## PROBLEM TO SOLVE:
Which lines of the material contain the string "cluster"? Extract each of them in full, treating uppercase and lowercase as different.

◆ ◆ ◆ ◆ ◆ ◆ ◆

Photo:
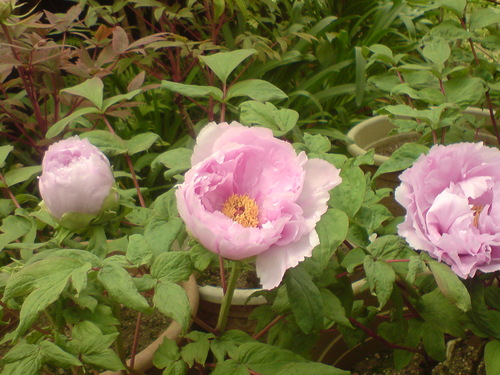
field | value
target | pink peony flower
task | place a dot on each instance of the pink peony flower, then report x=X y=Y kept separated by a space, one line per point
x=76 y=178
x=249 y=194
x=452 y=199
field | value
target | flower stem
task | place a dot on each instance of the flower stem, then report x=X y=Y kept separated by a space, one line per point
x=228 y=297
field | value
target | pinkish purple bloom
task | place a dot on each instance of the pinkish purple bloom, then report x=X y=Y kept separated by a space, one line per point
x=452 y=199
x=249 y=194
x=76 y=178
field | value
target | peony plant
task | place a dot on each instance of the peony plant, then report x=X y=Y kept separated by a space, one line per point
x=249 y=194
x=451 y=196
x=277 y=194
x=76 y=181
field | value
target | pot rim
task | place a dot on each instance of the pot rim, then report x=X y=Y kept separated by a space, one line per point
x=214 y=294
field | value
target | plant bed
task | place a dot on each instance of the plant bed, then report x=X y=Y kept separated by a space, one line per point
x=211 y=294
x=464 y=357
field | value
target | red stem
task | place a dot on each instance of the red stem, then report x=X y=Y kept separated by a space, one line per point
x=222 y=274
x=374 y=335
x=258 y=335
x=136 y=340
x=11 y=195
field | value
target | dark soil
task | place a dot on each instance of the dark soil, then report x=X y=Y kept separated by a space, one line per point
x=465 y=357
x=151 y=326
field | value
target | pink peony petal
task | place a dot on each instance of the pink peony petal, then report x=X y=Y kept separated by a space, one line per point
x=452 y=201
x=290 y=191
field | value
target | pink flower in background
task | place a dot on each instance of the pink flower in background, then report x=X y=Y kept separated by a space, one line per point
x=76 y=178
x=452 y=199
x=249 y=194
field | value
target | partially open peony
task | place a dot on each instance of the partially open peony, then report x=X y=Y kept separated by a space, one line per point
x=452 y=199
x=249 y=194
x=76 y=178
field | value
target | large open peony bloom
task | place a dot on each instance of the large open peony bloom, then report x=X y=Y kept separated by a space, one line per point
x=76 y=178
x=452 y=199
x=249 y=194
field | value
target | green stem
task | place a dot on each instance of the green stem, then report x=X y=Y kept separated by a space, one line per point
x=228 y=297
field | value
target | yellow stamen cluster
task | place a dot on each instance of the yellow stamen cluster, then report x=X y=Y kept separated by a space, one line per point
x=242 y=209
x=476 y=211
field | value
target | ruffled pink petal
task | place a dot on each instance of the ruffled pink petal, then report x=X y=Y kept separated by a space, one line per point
x=272 y=264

◆ ◆ ◆ ◆ ◆ ◆ ◆

## WRITTEN RESPONSE:
target | yellow stamen cluster
task | place a dot on each instance of the yellow stamen cluster, then report x=X y=Y kept separated by a space, one line per point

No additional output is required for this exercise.